- _TASK TO COMPLETE_:
All of the lines below are to be printed again exactly; images are excluded from the output.

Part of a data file
• • • •

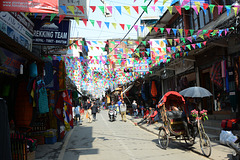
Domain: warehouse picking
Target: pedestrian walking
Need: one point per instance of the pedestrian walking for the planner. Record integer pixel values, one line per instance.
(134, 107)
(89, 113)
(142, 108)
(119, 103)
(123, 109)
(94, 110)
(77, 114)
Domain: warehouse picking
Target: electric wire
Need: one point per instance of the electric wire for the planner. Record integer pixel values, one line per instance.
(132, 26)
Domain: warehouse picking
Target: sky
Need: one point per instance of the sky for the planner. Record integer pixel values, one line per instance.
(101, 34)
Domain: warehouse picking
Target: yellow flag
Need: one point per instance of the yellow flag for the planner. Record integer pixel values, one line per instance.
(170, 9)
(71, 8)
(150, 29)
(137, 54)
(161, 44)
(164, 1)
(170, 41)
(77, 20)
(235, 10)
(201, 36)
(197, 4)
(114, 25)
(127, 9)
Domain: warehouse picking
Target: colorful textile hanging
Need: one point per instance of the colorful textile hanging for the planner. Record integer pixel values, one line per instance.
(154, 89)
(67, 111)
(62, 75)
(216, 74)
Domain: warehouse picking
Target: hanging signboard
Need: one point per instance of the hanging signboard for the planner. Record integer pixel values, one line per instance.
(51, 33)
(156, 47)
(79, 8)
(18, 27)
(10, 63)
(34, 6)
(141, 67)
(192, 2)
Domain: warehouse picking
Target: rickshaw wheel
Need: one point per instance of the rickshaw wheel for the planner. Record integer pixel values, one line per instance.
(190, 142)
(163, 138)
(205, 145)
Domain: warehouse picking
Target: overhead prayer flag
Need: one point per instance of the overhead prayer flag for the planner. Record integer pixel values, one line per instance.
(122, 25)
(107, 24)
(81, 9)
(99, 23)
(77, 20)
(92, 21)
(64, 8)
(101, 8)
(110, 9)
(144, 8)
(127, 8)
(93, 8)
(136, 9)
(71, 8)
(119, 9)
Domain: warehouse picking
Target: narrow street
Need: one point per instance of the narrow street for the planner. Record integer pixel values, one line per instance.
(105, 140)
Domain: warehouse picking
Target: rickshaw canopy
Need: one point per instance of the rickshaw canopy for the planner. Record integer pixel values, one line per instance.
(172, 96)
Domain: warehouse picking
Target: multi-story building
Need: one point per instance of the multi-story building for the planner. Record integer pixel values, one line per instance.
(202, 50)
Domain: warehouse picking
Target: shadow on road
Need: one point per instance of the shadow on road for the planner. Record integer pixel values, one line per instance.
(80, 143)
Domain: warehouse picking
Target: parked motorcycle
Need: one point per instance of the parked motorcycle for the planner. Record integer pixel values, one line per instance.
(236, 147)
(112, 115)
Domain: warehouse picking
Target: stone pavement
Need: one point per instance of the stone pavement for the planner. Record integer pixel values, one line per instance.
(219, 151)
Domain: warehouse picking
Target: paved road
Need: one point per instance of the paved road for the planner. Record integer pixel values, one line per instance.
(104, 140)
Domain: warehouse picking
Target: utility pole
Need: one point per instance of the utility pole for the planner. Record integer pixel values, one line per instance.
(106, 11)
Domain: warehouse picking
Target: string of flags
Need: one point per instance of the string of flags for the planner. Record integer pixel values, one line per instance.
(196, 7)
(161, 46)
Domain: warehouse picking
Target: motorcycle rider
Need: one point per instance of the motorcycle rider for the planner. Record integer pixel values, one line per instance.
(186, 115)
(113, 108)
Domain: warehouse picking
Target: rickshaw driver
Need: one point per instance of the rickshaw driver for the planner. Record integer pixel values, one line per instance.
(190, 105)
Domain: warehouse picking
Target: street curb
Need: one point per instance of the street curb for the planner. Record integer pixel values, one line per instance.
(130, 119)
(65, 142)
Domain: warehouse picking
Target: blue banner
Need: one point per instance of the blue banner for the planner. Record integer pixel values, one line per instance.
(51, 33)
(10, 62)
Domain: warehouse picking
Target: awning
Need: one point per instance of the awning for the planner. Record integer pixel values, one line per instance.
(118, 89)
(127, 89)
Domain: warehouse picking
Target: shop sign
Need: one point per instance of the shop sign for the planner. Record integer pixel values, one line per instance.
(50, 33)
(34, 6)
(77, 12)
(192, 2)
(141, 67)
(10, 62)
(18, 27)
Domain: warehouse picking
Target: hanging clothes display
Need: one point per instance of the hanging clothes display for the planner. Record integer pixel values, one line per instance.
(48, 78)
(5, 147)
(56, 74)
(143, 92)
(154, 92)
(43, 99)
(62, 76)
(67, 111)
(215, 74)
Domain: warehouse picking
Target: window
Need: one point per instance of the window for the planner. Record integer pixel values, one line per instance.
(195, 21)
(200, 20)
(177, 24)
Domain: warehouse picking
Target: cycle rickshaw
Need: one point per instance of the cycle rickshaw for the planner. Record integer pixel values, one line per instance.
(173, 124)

• • • •

- _THE RESPONSE_:
Domain: warehouse picking
Target: pedestrian walking
Need: one point per instance of the pedestrian walking for the planner. Record integer pixel values, one line per instance.
(134, 107)
(89, 113)
(142, 108)
(119, 103)
(123, 109)
(94, 110)
(77, 114)
Domain: warehouse picking
Target: electric wire
Need: one point per instance of the electric wire for the planner. Record integer pixel values, one line per instance.
(132, 26)
Domain: warehouse picking
Target: sky
Need: one point per instance of the sky for the planner. Record integer pixel values, one line per instance.
(101, 34)
Domain: warehouse picking
Target: yellow flag
Need: one point per instance of the yellow flag for the planner. Record integer pixel values, one line per instance.
(170, 9)
(71, 8)
(150, 29)
(137, 54)
(161, 44)
(164, 1)
(170, 41)
(77, 20)
(235, 10)
(201, 36)
(197, 4)
(114, 25)
(127, 9)
Domain: warehouse picking
Target: colorful textile hanging
Need: one point per instance of the colorful textile hanging for the planner. Record integer pixel values, one line per instance.
(154, 89)
(67, 111)
(62, 75)
(216, 74)
Domain: warehouse picking
Target: hanging signboard
Need: one point per instance of the hanging signboard for the planner. Record integer pixel values, one line per instance.
(51, 33)
(156, 47)
(79, 8)
(18, 27)
(10, 63)
(34, 6)
(141, 67)
(192, 2)
Domain: warehouse picking
Target: rickshaw wheel
Need: one point per instance of the rickshaw wheel for the planner. Record integer pixel values, one line per instance.
(190, 142)
(163, 138)
(205, 145)
Domain: warehouse picking
Target: overhead prayer flag
Need: one point per instance of the overhead prayer flag for the planner. Record integer pixel values, one line per instance.
(122, 25)
(107, 24)
(81, 9)
(99, 23)
(77, 20)
(92, 21)
(64, 8)
(101, 8)
(110, 9)
(144, 8)
(127, 8)
(93, 8)
(136, 9)
(71, 8)
(119, 9)
Domain: warehouse picking
Target: narrow street
Need: one point per instance of the narrow street for the planner. Record integer pixel values, one line per instance.
(105, 140)
Domain: warehouse picking
Target: rickshaw canopy
Need: one point per instance of the rickshaw canopy for the planner. Record integer pixel values, one line per instance.
(172, 96)
Domain: warehouse picking
Target: multi-story building
Need: one point per instance of the multi-story building for the planner. Record integer pixel values, one line per instance.
(202, 50)
Domain: warehouse picking
Target: shadow on road
Need: one point per instance of the shadow on road for the planner. Record integer pixel values, one line per instance.
(80, 143)
Domain: warehouse picking
Target: parked motorcycle
Need: one point per instance of the parked motorcycle for the planner. Record integer pixel values, one line per instance.
(236, 147)
(112, 115)
Domain: warehouse picking
Target: stone pavement
Need: one point per instance of the stone pavement for the planner. Record integer pixel values, one line per instance.
(219, 151)
Domain: warehouse picking
Target: paved road
Need: one point per instance of the paved road for the planner. Record integer pixel values, one line per instance.
(104, 140)
Domain: warehouse picking
Target: utility pole
Need: one point per instance of the utility pole for the planner. Record integer pixel values, one line per instance.
(106, 11)
Domain: warehouse picking
Target: string of flags
Need: one point per instance of the string of flags for the planner. Record integer pixel values, one line per instance.
(196, 7)
(161, 46)
Domain: warehouse picking
Target: motorcycle rider
Need: one point per instance of the motorcycle rider for the planner. Record integer pixel values, one line per instance.
(186, 115)
(113, 108)
Domain: warehouse picking
Target: rickshaw driver
Need: one point per instance of the rickshaw driver for the planner. Record integer pixel values, one line per instance.
(190, 105)
Domain: warehouse picking
Target: street curb
Need: one point per instance of the street curb for the planner. Record integer pixel values, one line per instance.
(130, 119)
(65, 142)
Domain: warehouse picking
Target: blue banner
Need: one point per instance of the blue banner for the planner. Record integer pixel values, one line per instance.
(51, 33)
(10, 62)
Domain: warehouse picking
Target: awning
Need: one point per instance of the awning for the planner. Record integer pixel values, one line per instance.
(118, 89)
(127, 89)
Domain: warehouse picking
Target: shop sign
Need: one point per instance of the shop sign for the planner. Record integer pixel values, one line per instance.
(50, 33)
(34, 6)
(77, 12)
(192, 2)
(141, 67)
(10, 62)
(18, 27)
Domain: warehouse picking
Target: hanging clothes display
Need: one point per instance of the hanging clothes display for the planner. Record integer pixel values, one line per instance.
(48, 78)
(5, 147)
(56, 74)
(143, 92)
(154, 92)
(43, 99)
(62, 76)
(67, 111)
(215, 74)
Domain: warehouse picking
Target: window
Need: one point per instance of the window for the planner. Record integer pixel values, one line per instance.
(195, 21)
(200, 20)
(177, 24)
Domain: warehouse picking
Target: cycle rickshaw
Need: one point per instance of the cycle rickshaw for the planner. Record integer pixel values, one line per instance.
(173, 124)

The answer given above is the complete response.